» **SET TASK**
Report every line in the records below that contains the word "large", copying each one in full.

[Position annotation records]
+++

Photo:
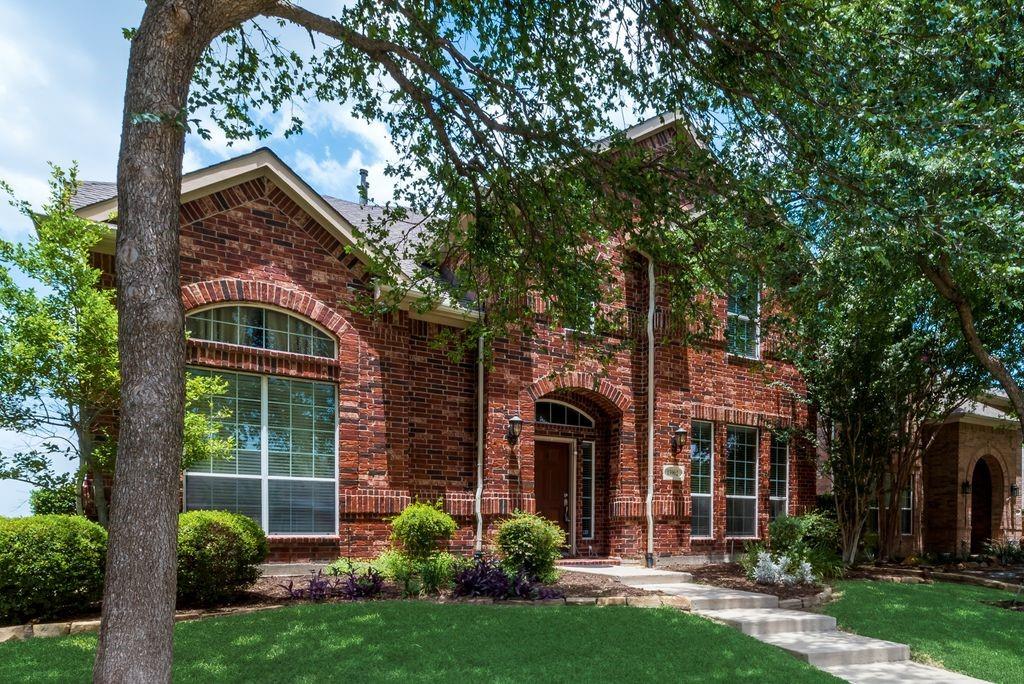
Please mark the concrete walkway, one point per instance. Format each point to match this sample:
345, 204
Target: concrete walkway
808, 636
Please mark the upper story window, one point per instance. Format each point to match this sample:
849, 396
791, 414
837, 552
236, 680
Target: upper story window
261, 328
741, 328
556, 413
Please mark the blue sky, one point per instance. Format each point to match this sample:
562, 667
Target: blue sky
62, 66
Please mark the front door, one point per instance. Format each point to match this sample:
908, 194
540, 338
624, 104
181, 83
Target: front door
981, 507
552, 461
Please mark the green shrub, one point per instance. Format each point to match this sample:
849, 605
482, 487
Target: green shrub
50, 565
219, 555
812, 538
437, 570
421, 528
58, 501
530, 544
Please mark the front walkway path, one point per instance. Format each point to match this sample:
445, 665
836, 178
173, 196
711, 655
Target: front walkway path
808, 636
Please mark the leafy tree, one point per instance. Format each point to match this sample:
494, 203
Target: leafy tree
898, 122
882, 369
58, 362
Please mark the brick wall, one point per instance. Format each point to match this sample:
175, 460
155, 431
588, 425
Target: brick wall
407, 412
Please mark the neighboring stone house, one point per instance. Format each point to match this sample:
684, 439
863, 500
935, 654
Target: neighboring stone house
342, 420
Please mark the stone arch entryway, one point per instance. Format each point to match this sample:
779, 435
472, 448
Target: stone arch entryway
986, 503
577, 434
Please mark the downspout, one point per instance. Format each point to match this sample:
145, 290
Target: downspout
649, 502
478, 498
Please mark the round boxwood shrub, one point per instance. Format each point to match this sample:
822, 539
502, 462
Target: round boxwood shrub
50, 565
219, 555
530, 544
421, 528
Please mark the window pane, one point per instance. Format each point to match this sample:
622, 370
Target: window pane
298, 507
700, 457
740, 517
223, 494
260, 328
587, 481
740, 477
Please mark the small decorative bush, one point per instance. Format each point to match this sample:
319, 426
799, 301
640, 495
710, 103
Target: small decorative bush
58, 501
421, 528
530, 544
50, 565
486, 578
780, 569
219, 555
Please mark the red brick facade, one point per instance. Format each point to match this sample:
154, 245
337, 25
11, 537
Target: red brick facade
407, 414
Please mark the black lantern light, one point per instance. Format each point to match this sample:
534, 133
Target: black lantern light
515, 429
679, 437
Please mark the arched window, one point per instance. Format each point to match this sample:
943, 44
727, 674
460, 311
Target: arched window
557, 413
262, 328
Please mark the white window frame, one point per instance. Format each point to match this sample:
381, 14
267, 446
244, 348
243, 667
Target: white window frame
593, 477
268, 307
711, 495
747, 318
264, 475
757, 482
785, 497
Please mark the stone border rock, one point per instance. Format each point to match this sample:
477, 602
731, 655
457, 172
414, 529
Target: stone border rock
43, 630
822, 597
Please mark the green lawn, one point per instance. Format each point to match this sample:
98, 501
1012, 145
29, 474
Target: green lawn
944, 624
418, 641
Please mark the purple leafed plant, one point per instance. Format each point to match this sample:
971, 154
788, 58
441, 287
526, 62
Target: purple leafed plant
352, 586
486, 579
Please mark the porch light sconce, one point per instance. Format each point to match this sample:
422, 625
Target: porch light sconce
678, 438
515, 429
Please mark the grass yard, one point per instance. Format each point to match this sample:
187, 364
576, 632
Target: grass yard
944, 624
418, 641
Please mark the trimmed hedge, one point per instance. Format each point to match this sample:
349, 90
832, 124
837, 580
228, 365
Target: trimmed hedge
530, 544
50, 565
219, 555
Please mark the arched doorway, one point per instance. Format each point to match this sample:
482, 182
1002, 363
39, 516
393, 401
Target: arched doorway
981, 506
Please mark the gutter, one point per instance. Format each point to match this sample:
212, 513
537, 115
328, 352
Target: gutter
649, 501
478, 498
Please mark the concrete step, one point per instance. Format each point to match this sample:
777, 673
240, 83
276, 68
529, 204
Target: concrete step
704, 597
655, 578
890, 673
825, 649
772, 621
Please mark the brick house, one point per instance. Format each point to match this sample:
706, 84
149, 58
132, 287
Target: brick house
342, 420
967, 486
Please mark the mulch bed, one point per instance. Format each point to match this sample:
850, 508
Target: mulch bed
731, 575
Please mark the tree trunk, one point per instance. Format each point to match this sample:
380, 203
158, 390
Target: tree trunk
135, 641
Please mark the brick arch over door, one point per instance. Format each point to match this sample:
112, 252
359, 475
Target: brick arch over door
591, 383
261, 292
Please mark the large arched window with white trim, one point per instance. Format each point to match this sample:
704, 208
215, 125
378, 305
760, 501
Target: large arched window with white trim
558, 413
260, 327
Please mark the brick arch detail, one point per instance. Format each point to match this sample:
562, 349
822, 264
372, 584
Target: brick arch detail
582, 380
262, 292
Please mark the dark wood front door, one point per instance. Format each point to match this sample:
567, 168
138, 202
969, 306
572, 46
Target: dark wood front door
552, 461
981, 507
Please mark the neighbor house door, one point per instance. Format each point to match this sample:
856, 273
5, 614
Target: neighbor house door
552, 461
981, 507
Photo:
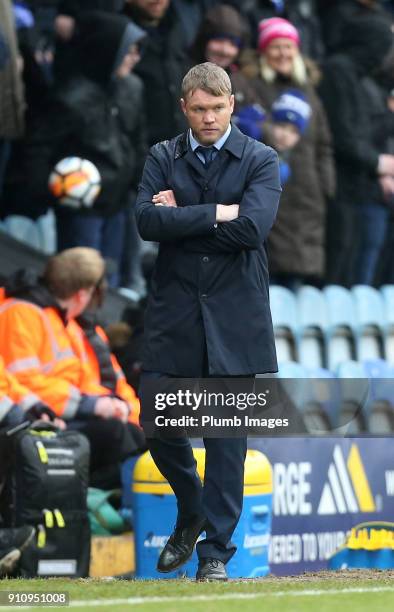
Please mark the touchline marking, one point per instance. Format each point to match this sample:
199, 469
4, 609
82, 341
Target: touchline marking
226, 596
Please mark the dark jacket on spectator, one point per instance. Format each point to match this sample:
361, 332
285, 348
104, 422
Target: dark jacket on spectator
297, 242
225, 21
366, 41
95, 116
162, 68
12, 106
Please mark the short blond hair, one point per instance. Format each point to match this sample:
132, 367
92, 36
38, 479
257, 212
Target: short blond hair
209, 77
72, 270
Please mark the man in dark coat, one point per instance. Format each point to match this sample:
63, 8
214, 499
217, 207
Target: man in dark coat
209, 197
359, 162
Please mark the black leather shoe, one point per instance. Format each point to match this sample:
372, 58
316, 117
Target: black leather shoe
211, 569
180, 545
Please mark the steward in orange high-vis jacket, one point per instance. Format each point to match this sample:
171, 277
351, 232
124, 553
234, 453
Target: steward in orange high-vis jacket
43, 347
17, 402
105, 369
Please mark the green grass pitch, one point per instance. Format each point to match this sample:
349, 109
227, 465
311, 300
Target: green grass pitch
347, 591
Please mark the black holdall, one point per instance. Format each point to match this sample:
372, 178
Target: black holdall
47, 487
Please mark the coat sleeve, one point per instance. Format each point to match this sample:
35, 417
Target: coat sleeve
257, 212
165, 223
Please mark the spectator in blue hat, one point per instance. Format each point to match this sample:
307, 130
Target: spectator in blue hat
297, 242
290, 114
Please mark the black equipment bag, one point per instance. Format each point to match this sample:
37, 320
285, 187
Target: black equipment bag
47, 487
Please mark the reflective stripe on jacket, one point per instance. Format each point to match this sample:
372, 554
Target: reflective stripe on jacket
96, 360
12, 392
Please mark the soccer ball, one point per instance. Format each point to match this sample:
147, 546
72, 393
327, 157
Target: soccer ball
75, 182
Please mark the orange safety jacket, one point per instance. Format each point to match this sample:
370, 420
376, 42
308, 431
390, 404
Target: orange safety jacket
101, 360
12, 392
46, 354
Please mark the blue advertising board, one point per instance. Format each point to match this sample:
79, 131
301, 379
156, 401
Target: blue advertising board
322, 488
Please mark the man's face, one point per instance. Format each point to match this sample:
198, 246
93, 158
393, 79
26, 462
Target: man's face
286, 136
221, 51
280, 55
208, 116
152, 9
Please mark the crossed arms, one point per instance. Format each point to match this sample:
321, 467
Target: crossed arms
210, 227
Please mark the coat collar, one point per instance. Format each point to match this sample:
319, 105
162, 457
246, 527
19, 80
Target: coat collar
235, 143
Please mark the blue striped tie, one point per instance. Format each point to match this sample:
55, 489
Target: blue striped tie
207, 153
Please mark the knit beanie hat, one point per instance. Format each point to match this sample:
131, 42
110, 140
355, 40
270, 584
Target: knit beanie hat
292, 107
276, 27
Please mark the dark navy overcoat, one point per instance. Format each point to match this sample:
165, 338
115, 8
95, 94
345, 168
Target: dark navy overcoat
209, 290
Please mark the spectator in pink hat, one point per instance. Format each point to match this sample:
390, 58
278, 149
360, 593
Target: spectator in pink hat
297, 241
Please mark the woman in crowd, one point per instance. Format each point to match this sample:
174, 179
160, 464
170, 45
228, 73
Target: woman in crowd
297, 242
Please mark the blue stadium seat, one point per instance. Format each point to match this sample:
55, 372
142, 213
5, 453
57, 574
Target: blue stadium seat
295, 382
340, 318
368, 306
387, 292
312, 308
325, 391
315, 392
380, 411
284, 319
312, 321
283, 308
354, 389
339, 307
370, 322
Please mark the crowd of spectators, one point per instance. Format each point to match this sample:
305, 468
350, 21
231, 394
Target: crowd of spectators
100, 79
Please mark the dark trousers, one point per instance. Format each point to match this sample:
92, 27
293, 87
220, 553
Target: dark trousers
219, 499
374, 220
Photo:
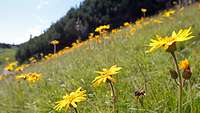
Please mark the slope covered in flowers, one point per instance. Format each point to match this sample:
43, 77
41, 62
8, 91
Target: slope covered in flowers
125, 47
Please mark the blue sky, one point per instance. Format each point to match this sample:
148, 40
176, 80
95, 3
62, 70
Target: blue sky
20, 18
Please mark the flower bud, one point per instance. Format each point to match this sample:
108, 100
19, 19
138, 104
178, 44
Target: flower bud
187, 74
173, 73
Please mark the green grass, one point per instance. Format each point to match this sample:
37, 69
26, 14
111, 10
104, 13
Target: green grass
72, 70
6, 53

+++

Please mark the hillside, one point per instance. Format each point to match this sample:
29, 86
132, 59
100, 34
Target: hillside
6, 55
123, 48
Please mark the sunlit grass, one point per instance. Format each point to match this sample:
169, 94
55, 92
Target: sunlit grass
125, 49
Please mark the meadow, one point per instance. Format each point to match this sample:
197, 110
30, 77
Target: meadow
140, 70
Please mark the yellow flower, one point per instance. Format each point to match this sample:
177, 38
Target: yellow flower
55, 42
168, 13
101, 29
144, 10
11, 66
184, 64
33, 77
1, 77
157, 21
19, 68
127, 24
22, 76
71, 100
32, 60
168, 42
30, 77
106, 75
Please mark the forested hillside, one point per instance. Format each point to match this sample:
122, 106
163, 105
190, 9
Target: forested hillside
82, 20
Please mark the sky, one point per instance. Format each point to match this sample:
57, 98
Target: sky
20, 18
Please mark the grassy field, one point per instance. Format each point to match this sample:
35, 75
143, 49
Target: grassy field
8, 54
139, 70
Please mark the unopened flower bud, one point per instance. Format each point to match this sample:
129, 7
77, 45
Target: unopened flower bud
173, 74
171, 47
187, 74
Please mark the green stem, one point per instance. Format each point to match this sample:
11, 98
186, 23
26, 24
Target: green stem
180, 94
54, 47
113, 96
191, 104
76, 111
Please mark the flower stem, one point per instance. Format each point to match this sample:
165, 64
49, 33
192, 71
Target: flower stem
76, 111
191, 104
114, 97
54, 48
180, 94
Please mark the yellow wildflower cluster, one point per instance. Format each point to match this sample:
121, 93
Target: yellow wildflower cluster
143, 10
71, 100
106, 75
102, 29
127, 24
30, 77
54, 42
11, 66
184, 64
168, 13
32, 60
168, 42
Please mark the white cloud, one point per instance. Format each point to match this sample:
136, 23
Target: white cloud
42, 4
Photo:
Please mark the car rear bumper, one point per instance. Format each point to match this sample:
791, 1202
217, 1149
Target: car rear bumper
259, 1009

+++

» **RESPONSE BELOW**
Please mark the large arched window with white trim, one point per instance. Format each point to match this sample:
Target: large arched window with white trim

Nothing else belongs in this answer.